Brief :: Rewrite each of the rows below, changing "Marked at" to "Points" wherever it occurs and leaving every other character unchanged.

··· Recorded data

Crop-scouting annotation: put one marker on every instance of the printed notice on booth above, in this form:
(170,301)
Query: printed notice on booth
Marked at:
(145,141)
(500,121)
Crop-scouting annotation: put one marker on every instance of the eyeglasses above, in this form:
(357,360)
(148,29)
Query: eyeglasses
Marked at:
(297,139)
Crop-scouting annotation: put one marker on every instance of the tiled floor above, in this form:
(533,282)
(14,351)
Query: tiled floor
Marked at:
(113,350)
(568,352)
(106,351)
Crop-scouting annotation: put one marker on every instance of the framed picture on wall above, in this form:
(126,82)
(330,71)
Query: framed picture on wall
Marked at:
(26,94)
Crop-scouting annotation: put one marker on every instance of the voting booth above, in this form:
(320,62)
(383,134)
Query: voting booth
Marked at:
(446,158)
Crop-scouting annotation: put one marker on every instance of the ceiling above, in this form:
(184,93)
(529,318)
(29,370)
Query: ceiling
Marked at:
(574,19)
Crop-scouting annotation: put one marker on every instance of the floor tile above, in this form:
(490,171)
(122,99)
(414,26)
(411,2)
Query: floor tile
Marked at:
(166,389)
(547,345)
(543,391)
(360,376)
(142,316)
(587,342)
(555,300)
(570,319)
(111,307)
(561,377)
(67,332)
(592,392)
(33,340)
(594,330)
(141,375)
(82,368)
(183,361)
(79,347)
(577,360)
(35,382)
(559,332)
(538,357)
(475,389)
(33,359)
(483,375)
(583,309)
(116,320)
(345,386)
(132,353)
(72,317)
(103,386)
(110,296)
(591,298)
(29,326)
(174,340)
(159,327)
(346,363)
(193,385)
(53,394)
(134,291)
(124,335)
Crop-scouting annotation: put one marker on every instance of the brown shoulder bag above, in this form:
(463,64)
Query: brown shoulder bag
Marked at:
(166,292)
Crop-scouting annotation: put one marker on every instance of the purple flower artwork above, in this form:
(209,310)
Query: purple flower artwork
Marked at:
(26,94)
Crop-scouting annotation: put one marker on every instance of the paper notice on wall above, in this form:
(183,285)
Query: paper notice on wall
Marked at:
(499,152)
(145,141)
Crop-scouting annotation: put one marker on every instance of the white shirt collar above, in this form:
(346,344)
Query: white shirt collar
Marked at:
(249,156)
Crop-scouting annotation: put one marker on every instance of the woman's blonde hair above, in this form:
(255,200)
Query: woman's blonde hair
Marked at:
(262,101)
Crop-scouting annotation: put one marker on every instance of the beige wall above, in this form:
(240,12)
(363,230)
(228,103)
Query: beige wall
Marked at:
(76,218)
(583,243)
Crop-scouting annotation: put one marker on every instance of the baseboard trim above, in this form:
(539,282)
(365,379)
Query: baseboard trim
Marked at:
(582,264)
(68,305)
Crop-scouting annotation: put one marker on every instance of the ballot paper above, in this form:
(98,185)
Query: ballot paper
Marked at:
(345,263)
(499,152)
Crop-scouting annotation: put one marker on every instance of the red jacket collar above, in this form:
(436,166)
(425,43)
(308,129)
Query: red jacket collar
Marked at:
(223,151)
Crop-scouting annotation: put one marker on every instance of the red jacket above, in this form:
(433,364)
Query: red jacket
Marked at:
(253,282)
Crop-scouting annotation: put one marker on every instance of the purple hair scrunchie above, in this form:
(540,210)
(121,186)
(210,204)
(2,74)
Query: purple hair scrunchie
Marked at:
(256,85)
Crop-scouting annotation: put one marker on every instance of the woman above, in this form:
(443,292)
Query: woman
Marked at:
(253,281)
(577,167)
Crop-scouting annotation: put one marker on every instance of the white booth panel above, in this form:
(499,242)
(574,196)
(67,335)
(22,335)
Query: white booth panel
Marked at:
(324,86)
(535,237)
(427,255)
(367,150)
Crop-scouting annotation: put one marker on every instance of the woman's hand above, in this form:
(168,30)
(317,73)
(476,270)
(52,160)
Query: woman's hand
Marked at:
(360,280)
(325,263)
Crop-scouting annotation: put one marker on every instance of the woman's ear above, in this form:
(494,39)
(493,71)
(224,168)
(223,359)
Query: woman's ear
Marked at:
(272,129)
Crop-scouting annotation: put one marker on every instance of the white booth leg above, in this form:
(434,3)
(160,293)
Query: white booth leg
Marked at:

······

Task solution ::
Crop-scouting annotation: put one marker on every instance of the printed notice on booth above, in this form:
(170,301)
Query: printed notice on booth
Points:
(145,141)
(500,121)
Crop-scouting annotation: put one marker on every instance of the eyeglasses above, in this form:
(357,360)
(148,29)
Query: eyeglasses
Points:
(297,139)
Crop-scouting annotation: put one marker on every instance of the tiled floor above, in this form:
(533,282)
(14,351)
Query: tiled floor
Points:
(113,350)
(568,352)
(106,351)
Crop-scouting annotation: put one marker on every instance of the framed picture on wall above, in this form:
(126,82)
(330,71)
Query: framed picture on wall
Points:
(26,94)
Crop-scouting annotation: put one marker on every instance of the voting booth above, in this form:
(320,62)
(383,134)
Query: voting booth
Points:
(446,158)
Crop-scouting annotation: put one marker on every instance of the ceiling above, in this form:
(184,93)
(529,318)
(29,370)
Query: ceiling
Points:
(574,19)
Crop-scouting annotation: put one marker on every instance of the floor tile above, in this form:
(490,171)
(122,99)
(414,26)
(411,2)
Query: floor tile
Points:
(166,389)
(547,345)
(543,391)
(360,376)
(142,316)
(587,342)
(555,300)
(570,319)
(111,307)
(561,377)
(67,332)
(592,392)
(33,340)
(594,330)
(141,375)
(82,368)
(183,361)
(79,347)
(577,360)
(35,382)
(559,332)
(538,357)
(475,389)
(33,359)
(483,375)
(583,309)
(116,320)
(345,386)
(132,353)
(72,317)
(103,386)
(110,296)
(591,298)
(29,326)
(174,340)
(159,327)
(346,363)
(193,385)
(53,394)
(134,291)
(124,335)
Crop-scouting annotation: put one marker on every instance of the brown shoulder bag above, in this form:
(463,64)
Query: brown shoulder bag
Points:
(166,292)
Crop-scouting annotation: put one marker on every instance of the purple flower artwork above, in this form:
(209,310)
Query: purple flower artwork
Points:
(26,94)
Crop-scouting annotation: put one marker on every instance of the paper notice on wall above, in this form:
(183,285)
Query: paper notice on wall
Points:
(499,152)
(145,141)
Crop-scouting annotation: put one marker on every instance of the white shirt collar above, in this form:
(346,344)
Query: white shirt collar
Points:
(249,156)
Crop-scouting annotation: put one marker on every instance of the woman's blonde hair above, in this form:
(255,200)
Query: woman's blonde hair
Points:
(262,101)
Crop-scouting annotation: put one marker on every instance of the beige wall above, in this form:
(240,12)
(363,230)
(228,103)
Query: beige wall
Points:
(76,218)
(583,243)
Crop-scouting annotation: put one marker on every instance of the baseboard trim above, in this form:
(539,282)
(365,379)
Query: baseboard trim
Points:
(582,264)
(68,305)
Crop-scouting annotation: put one marker on every instance of the ballot paper above, in this form:
(98,185)
Query: ballot paper
Points:
(345,263)
(499,152)
Crop-scouting annotation: put one marker on every instance of the red jacket collar above, in this form:
(436,166)
(425,43)
(308,129)
Query: red jacket collar
Points:
(223,151)
Crop-scouting annotation: put one marker on every instance of the red jacket above, in this form:
(433,364)
Query: red jacket
Points:
(253,282)
Crop-scouting annotation: put one marker on every instance of the purple hair scrunchie above, in this form:
(540,210)
(121,186)
(210,204)
(2,74)
Query: purple hair scrunchie
Points:
(256,85)
Crop-scouting annotation: put one marker on every instance of the woman above, in this form:
(443,292)
Query: woman
Points:
(253,281)
(577,167)
Crop-scouting annotation: put one marker on every instance of the white booth panel above, in this form:
(499,242)
(574,196)
(67,335)
(22,335)
Query: white booth panel
Points:
(324,86)
(535,237)
(427,255)
(367,150)
Crop-scouting annotation: put one marker on every instance of the woman's hand above, in this form:
(168,30)
(317,73)
(476,270)
(52,160)
Query: woman's hand
Points:
(360,280)
(325,263)
Crop-scouting annotation: put one marker on every instance of the woman's ear above, in this form:
(494,39)
(493,71)
(224,168)
(223,359)
Query: woman's ear
Points:
(272,129)
Crop-scouting annotation: put one marker on every instance of the white booth leg above, in this form:
(434,3)
(160,293)
Query: white booth leg
Points:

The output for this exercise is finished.